*** Opening of READING PASSAGE ***
Unlearning the “Fix It” Model in Adult Therapy
Moving beyond the “fix it” model to support neurodivergent communication, autonomy, and functional participation.
3
MIN READ TIME
27/3/26

Moving Beyond the “Fix It” Model in Adult Therapy
For many neurodivergent adults, therapy has historically meant the following:
Change yourself.
Mask more effectively.
Speak more typically.
Reduce the behaviours that make others uncomfortable.
This is the “fix it” model. It assumes that difference is a deficit and centres on normalisation.
The Problem With “Fixing”
When therapy focuses on fixing communication, it often targets:
Eye contact
Tone of voice
Small talk
Reducing directness
Increasing “social appropriateness”
Suppressing stimming
The underlying message can become: “You are acceptable when you look and sound more typical.”
For many neurodivergent adults, this has resulted in years of masking. However, masking comes at a cost. It can contribute to heightened anxiety, chronic exhaustion, burnout, and a diminished sense of identity. Therapy should not reinforce patterns that require someone to suppress who they are in order to be accepted.
*** Close of READING PASSAGE ***
*** Opening of SOURCE INFORMATION ***
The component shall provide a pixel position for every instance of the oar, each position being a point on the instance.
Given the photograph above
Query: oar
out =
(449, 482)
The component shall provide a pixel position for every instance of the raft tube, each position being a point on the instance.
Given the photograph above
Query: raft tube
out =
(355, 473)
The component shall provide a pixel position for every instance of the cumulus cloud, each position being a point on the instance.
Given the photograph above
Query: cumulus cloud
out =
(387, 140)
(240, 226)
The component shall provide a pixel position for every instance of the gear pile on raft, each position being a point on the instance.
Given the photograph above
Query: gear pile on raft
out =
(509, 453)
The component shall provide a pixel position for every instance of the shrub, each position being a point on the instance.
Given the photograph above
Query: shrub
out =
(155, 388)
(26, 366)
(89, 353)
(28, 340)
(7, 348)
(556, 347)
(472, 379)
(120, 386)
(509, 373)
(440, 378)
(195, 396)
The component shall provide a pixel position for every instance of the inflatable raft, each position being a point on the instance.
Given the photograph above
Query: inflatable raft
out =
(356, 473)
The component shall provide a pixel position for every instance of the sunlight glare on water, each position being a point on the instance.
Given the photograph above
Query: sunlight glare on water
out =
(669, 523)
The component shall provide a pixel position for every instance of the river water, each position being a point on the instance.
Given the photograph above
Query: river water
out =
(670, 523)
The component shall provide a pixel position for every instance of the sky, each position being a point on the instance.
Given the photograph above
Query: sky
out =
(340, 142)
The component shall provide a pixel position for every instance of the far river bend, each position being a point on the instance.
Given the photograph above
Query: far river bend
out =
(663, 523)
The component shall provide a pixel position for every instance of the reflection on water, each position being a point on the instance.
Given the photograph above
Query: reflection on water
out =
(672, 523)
*** Close of SOURCE INFORMATION ***
## SET OF TASKS
a) Print the part of the article on the "fix it" model in adult therapy that opens with the words containing "The Problem With" and closes with "to be accepted.".
b) Pick up the article on moving beyond the "fix it" model in adult therapy from the point where it stops, and carry it forward.

## ACTIVITY ANSWERS
a)
The Problem With “Fixing”
When therapy focuses on fixing communication, it often targets:
Eye contact
Tone of voice
Small talk
Reducing directness
Increasing “social appropriateness”
Suppressing stimming
The underlying message can become: “You are acceptable when you look and sound more typical.”
For many neurodivergent adults, this has resulted in years of masking. However, masking comes at a cost. It can contribute to heightened anxiety, chronic exhaustion, burnout, and a diminished sense of identity. Therapy should not reinforce patterns that require someone to suppress who they are in order to be accepted.

b)
Communication Is Not One-Size-Fits-All
Communication is culturally shaped, context-dependent, and neurologically diverse. Some people communicate directly, while others prefer written expression. Some process information more slowly and need additional time to respond. Some find small talk difficult but thrive in structured or interest-based discussions. Others may experience verbal shutdown under sensory overload. These are differences, not defects.
Unlearning the “fix it” model means pausing to ask: Is this truly a barrier to participation, or is it a difference that others can learn to understand and accommodate?
From Compliance to Capacity Building
Instead of asking, “How do we make this person appear more typical?”, we should be asking, “How do we build skills that support autonomy, authenticity, and reduce distress?”
This might include:
Self-advocacy skills
Workplace communication strategies
Scripts for navigating unclear social expectations
Sensory regulation to support verbal expression
Planning and organisational supports
Repair strategies for communication breakdowns
Energy management
Environmental adjustments
Final Thoughts
Unlearning the “fix it” model means recognising that neurodivergent communication styles are valid.
Speech pathology is not about reshaping someone into a more socially “acceptable” version of themselves. It is about building life skills, functional communication strategies, and autonomy in a world that is not always designed with neurodiversity in mind.
Therapy should feel empowering, not corrective.